- REQUIREMENT
Put each line of the items below, from the one containing "task: segment the **dark wing marking**" down to the one containing "target: **dark wing marking**", into a Markdown table with the columns Row and Line. Give each row a number and leave out blank lines.

-- start --

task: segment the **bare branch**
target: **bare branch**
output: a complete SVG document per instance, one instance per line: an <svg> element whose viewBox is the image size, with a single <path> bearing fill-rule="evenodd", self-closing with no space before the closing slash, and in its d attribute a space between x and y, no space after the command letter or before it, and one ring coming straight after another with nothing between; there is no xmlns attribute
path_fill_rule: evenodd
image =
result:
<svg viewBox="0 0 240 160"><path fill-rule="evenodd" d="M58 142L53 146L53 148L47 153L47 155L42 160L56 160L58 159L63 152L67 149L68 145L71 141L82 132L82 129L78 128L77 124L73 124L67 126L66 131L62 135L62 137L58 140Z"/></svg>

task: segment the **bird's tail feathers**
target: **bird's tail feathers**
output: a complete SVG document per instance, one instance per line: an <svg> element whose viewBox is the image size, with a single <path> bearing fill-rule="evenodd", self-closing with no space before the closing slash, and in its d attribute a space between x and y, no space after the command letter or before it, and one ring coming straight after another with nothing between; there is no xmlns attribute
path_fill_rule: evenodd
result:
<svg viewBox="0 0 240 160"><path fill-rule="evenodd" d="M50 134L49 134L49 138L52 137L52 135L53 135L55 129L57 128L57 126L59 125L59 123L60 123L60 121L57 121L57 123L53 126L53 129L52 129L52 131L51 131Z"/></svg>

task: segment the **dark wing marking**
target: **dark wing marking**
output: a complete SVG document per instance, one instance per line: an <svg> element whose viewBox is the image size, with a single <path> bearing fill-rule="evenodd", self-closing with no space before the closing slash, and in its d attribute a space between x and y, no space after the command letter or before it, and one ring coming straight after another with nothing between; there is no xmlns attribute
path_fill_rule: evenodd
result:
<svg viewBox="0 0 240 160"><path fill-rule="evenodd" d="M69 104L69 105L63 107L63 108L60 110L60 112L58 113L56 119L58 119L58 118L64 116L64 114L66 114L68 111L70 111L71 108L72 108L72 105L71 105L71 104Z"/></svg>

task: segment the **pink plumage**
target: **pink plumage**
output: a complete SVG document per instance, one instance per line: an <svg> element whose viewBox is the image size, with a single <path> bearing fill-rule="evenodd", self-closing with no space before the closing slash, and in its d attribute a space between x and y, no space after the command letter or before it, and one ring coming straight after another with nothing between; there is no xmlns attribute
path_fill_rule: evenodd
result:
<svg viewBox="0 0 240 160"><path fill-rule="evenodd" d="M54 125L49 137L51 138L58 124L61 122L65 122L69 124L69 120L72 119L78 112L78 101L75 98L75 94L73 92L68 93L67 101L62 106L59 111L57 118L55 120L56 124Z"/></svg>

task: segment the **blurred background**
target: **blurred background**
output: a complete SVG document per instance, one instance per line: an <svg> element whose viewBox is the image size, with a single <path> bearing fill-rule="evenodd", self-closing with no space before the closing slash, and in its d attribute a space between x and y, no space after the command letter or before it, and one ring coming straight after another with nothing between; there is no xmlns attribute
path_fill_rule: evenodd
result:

-- end --

- RESULT OF THIS TASK
| Row | Line |
|---|---|
| 1 | task: segment the **dark wing marking** |
| 2 | target: **dark wing marking** |